**SOURCE DATA:**

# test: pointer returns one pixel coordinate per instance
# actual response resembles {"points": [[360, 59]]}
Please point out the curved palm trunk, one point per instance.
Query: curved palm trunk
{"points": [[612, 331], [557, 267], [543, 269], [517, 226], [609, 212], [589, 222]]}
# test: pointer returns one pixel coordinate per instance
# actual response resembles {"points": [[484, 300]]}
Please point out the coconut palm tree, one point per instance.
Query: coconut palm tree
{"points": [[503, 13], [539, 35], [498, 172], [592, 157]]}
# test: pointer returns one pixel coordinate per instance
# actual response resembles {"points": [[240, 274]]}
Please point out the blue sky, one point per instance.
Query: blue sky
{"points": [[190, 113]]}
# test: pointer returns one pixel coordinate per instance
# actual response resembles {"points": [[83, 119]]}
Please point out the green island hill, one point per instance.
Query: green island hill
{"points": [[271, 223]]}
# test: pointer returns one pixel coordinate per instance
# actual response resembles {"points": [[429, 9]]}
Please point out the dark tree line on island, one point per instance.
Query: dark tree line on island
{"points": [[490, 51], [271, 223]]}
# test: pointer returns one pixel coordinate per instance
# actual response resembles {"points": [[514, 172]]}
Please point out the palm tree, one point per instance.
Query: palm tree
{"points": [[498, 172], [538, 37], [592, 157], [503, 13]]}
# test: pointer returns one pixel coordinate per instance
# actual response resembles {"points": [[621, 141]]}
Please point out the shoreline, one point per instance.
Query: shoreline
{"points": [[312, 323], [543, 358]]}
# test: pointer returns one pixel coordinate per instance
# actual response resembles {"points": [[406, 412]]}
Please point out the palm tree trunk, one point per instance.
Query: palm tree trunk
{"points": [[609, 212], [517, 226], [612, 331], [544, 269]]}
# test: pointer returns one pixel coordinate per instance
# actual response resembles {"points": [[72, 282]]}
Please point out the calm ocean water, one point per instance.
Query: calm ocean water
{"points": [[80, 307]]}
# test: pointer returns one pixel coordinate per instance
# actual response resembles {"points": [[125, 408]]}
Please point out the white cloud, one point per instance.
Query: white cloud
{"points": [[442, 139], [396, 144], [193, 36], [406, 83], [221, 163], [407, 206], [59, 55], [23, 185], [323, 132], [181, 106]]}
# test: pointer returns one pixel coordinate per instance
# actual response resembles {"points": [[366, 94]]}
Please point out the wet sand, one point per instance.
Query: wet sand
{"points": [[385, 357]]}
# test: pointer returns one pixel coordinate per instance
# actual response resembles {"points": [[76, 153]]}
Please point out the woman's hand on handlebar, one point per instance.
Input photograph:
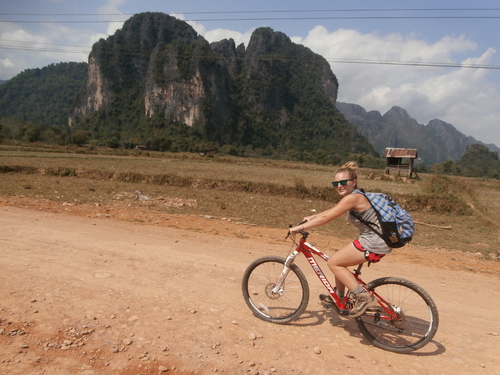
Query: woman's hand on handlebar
{"points": [[298, 228]]}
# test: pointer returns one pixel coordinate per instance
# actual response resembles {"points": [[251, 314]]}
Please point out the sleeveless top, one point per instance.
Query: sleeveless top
{"points": [[370, 240]]}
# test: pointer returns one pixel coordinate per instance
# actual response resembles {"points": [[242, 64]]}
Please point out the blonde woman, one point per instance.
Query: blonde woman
{"points": [[369, 247]]}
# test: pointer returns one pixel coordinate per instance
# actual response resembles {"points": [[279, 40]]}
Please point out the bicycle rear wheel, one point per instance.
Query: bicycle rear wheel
{"points": [[417, 316], [281, 307]]}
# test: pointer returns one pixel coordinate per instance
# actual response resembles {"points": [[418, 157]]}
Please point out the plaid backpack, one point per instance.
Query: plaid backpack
{"points": [[397, 224]]}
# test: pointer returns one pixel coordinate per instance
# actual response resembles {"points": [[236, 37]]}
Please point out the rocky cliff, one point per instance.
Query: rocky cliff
{"points": [[157, 71], [436, 142]]}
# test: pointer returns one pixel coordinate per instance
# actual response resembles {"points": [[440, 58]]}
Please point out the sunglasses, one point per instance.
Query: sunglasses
{"points": [[341, 182]]}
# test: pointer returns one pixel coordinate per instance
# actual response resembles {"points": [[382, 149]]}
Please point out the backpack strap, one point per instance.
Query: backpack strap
{"points": [[369, 224]]}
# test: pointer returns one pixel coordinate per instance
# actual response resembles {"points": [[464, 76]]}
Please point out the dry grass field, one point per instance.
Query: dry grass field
{"points": [[452, 213]]}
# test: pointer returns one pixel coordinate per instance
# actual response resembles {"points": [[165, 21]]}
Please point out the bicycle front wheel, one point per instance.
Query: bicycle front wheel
{"points": [[280, 306], [414, 319]]}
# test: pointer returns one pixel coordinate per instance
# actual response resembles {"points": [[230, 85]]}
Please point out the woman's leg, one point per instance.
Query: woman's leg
{"points": [[346, 257]]}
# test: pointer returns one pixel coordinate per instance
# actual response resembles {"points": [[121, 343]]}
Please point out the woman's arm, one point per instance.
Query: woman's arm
{"points": [[352, 201]]}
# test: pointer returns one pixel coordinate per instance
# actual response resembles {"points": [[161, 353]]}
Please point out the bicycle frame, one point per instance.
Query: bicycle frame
{"points": [[342, 305]]}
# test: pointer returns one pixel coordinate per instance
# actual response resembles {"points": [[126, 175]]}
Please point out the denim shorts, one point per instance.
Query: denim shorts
{"points": [[369, 256]]}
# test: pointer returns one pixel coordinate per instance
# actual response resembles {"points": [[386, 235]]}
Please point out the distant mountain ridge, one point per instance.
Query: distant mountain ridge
{"points": [[436, 142]]}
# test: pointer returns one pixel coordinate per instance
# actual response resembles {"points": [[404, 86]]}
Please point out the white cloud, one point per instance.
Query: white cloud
{"points": [[463, 97], [6, 63]]}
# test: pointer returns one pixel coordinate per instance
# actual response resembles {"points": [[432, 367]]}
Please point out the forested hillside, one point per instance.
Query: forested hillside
{"points": [[156, 82]]}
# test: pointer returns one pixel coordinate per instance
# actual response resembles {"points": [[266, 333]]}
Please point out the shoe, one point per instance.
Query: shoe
{"points": [[363, 301], [325, 298]]}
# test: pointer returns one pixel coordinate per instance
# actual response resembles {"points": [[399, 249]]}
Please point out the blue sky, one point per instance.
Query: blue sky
{"points": [[435, 59]]}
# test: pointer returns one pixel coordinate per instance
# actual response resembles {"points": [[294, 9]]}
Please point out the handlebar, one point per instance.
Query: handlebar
{"points": [[303, 232]]}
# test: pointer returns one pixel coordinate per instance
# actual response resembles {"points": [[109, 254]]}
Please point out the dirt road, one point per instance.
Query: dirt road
{"points": [[86, 294]]}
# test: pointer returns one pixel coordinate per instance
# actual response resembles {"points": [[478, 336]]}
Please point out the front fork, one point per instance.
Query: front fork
{"points": [[278, 287]]}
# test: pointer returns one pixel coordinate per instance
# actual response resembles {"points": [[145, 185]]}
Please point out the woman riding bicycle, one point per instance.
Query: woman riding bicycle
{"points": [[369, 247]]}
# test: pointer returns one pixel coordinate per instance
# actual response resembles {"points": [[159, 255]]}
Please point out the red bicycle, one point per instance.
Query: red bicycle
{"points": [[405, 319]]}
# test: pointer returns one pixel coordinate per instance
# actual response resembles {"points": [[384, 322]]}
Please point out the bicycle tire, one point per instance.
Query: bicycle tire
{"points": [[418, 316], [258, 280]]}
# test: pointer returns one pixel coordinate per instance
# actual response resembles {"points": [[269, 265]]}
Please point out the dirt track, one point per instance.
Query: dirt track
{"points": [[93, 295]]}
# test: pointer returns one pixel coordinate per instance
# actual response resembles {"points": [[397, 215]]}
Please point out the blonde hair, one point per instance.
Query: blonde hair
{"points": [[349, 167]]}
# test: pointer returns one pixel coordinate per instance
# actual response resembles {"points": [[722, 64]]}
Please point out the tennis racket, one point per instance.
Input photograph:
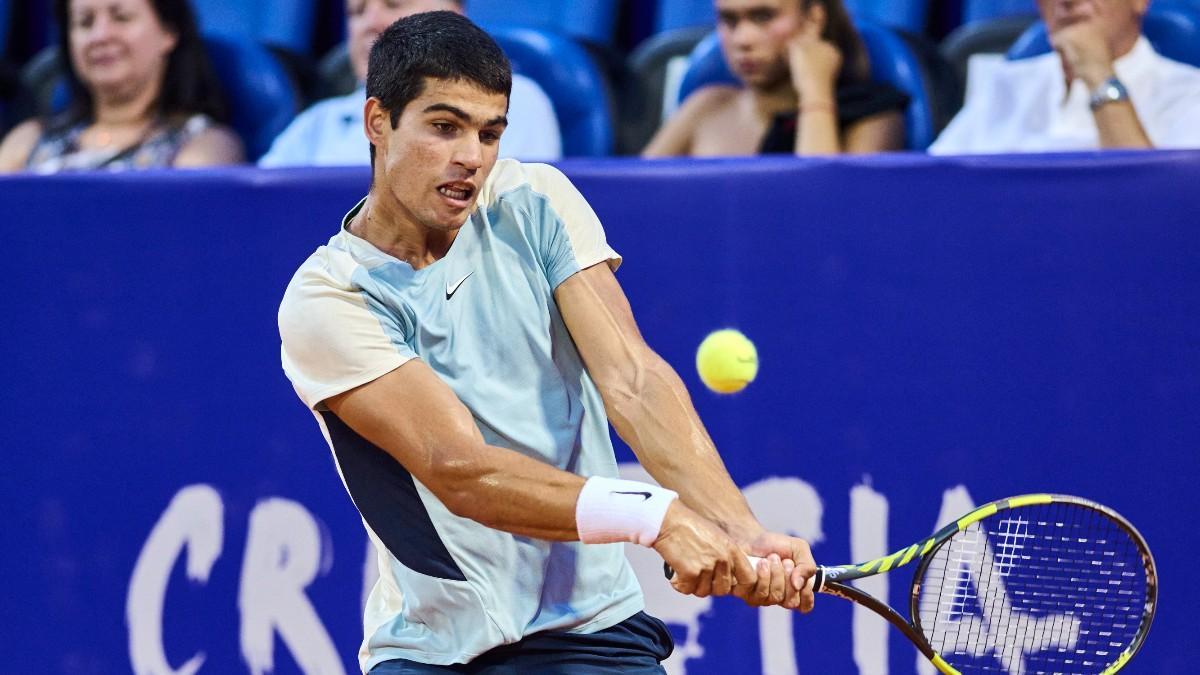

**WHAT YOU NEED TO DO:** How many lines in the rows above contain the string "hillside"? Case counts, so give only the number.

**ANSWER TO THE EXERCISE:** 2